STATED TASK
Reproduce verbatim the items from the line containing "Provide the segmentation of every instance of the street" through the line containing "419 215 L 422", both included, and nothing else.

== SOURCE MATERIAL ==

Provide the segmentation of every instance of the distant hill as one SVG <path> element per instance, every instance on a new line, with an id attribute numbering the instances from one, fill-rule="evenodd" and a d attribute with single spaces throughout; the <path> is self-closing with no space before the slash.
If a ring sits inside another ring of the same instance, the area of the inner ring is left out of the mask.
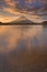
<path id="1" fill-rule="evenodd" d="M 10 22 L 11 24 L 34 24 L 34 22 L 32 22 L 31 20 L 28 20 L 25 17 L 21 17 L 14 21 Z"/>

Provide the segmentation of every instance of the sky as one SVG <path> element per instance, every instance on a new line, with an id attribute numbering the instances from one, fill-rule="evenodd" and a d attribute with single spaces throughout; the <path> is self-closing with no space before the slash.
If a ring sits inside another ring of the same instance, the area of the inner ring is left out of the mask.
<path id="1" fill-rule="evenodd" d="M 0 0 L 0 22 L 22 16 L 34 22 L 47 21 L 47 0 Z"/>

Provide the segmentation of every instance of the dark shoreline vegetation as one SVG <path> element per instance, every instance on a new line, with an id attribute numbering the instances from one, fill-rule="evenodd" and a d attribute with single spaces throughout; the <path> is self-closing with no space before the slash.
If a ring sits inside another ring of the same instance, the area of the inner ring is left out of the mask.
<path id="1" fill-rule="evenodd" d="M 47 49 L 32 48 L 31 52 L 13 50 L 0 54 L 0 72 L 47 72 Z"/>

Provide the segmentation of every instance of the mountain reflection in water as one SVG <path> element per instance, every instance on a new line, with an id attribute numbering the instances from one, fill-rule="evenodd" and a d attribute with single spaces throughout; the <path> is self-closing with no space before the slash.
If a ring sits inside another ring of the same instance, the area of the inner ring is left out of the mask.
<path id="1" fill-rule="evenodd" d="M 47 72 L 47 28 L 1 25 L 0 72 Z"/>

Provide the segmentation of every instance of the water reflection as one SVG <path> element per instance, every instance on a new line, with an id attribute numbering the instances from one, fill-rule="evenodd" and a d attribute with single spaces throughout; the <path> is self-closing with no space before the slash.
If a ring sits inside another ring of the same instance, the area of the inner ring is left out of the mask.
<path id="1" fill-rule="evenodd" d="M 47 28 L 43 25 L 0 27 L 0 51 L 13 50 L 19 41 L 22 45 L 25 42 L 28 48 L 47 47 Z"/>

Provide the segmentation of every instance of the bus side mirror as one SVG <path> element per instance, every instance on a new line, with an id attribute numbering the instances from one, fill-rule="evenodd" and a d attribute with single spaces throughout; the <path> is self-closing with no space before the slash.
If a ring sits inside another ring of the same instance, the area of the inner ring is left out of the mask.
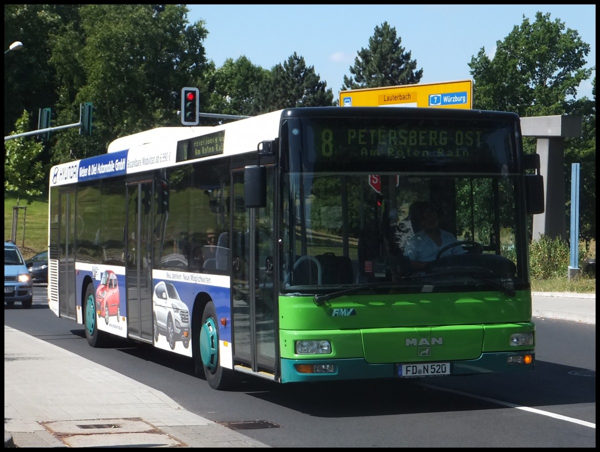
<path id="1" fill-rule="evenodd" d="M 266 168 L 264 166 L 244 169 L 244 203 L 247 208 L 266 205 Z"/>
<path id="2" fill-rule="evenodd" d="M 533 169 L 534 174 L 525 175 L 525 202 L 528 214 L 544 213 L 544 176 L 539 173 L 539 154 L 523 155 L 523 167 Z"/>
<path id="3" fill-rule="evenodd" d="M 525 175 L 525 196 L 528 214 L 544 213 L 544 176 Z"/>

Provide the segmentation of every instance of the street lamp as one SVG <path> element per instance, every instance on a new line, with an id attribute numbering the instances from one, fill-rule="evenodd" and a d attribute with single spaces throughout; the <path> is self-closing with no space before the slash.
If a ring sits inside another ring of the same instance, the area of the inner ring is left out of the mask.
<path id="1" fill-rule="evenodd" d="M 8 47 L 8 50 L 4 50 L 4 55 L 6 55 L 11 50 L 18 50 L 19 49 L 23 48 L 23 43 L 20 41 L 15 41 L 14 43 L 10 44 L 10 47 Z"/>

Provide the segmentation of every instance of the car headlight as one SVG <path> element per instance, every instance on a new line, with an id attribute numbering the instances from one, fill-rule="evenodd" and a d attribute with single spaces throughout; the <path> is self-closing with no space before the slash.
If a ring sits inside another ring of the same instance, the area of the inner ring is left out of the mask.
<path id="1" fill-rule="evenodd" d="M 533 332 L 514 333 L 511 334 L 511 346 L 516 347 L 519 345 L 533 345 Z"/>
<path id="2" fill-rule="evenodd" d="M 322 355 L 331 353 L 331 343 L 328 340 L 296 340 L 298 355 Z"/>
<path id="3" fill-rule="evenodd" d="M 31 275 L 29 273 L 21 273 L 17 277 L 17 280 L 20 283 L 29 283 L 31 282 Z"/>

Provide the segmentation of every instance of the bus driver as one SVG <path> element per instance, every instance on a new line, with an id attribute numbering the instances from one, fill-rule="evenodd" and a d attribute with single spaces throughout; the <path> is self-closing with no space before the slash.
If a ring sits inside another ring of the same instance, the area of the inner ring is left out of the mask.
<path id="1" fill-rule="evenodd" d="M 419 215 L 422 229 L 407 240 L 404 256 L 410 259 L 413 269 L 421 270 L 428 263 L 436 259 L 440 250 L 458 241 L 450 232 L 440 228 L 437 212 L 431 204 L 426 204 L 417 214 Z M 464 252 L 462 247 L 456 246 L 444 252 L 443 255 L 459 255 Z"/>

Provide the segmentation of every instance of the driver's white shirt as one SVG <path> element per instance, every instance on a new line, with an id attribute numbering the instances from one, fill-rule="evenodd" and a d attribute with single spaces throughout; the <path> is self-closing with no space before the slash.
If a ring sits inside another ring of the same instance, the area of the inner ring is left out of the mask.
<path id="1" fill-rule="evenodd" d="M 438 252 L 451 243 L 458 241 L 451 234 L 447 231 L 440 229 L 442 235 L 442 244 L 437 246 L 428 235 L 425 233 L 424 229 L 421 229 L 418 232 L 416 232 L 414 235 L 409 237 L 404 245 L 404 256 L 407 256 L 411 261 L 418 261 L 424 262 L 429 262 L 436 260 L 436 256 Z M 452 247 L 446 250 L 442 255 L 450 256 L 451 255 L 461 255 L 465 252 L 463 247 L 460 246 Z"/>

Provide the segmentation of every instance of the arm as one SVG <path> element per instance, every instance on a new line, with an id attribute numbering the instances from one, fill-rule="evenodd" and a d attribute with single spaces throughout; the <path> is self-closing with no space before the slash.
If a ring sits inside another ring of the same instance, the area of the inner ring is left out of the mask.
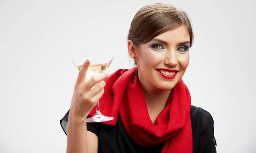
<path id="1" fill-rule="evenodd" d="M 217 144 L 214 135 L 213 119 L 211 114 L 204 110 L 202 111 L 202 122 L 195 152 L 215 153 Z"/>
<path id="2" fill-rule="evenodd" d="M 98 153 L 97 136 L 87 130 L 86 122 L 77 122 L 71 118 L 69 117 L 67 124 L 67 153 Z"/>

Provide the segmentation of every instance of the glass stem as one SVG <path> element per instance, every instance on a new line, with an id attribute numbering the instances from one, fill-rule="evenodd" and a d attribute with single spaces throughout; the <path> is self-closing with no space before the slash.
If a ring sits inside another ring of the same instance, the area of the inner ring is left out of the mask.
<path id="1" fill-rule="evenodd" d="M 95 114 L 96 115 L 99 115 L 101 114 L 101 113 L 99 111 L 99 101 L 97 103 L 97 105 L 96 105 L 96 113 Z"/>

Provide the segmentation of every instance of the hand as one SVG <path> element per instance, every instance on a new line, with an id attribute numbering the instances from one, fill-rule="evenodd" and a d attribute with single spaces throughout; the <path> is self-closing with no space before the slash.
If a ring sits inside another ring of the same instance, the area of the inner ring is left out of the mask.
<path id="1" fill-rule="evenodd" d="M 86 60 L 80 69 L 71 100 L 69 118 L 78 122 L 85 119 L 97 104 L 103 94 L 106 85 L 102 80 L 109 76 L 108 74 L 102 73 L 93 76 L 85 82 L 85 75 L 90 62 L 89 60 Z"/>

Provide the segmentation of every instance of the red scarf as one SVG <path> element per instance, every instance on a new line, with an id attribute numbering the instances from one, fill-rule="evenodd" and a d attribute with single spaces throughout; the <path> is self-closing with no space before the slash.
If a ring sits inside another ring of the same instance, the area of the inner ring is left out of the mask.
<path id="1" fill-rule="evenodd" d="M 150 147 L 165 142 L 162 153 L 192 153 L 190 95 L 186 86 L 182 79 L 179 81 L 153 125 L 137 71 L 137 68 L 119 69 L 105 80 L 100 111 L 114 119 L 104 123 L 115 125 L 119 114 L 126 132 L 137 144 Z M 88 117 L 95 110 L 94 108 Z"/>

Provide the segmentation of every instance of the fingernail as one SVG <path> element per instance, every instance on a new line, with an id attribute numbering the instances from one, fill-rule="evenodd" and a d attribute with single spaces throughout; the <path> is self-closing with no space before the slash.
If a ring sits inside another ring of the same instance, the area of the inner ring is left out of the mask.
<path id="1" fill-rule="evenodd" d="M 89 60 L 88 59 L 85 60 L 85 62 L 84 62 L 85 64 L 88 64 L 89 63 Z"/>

===
== SOURCE MATERIAL ==

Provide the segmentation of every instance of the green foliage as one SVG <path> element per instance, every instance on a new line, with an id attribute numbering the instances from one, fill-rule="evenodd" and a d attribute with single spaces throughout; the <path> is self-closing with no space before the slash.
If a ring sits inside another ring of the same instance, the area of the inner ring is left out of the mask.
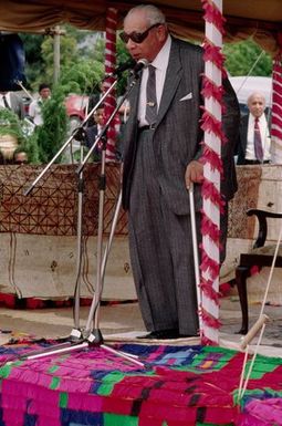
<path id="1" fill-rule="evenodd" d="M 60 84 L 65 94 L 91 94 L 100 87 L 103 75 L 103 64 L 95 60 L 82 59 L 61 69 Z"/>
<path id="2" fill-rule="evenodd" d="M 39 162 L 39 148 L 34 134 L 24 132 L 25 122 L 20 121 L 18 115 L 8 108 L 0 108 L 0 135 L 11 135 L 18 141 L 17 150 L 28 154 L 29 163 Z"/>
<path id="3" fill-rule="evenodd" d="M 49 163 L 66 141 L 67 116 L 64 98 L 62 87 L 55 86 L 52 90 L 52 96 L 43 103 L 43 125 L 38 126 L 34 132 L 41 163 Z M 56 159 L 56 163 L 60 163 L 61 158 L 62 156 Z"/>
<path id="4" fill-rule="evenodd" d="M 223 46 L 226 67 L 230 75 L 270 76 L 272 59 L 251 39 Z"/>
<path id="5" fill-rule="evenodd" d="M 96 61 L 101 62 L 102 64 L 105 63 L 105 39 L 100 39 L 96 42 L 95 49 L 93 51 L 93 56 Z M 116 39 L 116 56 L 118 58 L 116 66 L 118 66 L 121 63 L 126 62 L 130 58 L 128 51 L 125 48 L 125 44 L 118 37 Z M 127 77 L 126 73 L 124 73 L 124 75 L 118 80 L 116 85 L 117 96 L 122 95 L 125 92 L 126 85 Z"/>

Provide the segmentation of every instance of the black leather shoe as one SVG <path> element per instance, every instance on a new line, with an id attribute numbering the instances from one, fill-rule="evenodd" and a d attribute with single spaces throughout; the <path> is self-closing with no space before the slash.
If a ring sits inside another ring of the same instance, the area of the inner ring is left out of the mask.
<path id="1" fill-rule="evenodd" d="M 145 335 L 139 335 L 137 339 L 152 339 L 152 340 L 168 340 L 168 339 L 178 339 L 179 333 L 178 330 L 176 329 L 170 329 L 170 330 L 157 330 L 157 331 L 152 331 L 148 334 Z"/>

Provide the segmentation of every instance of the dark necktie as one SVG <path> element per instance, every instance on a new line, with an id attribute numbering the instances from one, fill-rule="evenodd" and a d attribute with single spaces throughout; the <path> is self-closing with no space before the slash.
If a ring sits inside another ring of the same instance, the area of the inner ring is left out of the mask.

===

OUTPUT FOR THIS TASK
Provide the segmentation of every instance of the street lamp as one SVG <path> element per instance, every instance on a new line, with an id attribute numbering the instances from one, fill-rule="evenodd" and a d attribute with single spaces throughout; the <path> is self-closing with no space before the slash.
If a ring sits inside another ring of the same instance, the area of the inner ring is left out of the mask.
<path id="1" fill-rule="evenodd" d="M 8 47 L 8 50 L 4 50 L 4 55 L 6 55 L 11 50 L 18 50 L 19 49 L 23 48 L 23 43 L 20 41 L 15 41 L 14 43 L 10 44 L 10 47 Z"/>

Provide the segmentation of every instance of the car headlight as one SVG <path> element per instance, every instance on a new line, with an id attribute numbering the instances from one, fill-rule="evenodd" and a d attribute with single spaces throughout; the <path> is self-closing with no space before the slash.
If a ring sits inside another ring of the same instance, the area of the inner ring is left out of the mask.
<path id="1" fill-rule="evenodd" d="M 533 332 L 514 333 L 511 334 L 511 346 L 516 347 L 519 345 L 533 345 Z"/>
<path id="2" fill-rule="evenodd" d="M 322 355 L 331 353 L 331 343 L 328 340 L 296 340 L 298 355 Z"/>
<path id="3" fill-rule="evenodd" d="M 31 275 L 29 273 L 21 273 L 17 277 L 17 280 L 20 283 L 29 283 L 31 282 Z"/>

Provide the segmentation of every instance of the bus driver as one SVG <path> element per instance, every instance on a new line, with an id attribute numbering the instances from one, fill-rule="evenodd" and a d attribute with single spaces throughout; the <path> is self-closing with no space before the slash.
If a ring sits inside another ring of the same instance, the area of the inner ring is left out of the mask.
<path id="1" fill-rule="evenodd" d="M 419 215 L 422 229 L 407 240 L 404 256 L 410 259 L 413 269 L 421 270 L 428 263 L 436 259 L 440 250 L 458 241 L 450 232 L 440 228 L 437 212 L 431 204 L 426 204 L 417 214 Z M 464 252 L 462 247 L 456 246 L 444 252 L 443 255 L 459 255 Z"/>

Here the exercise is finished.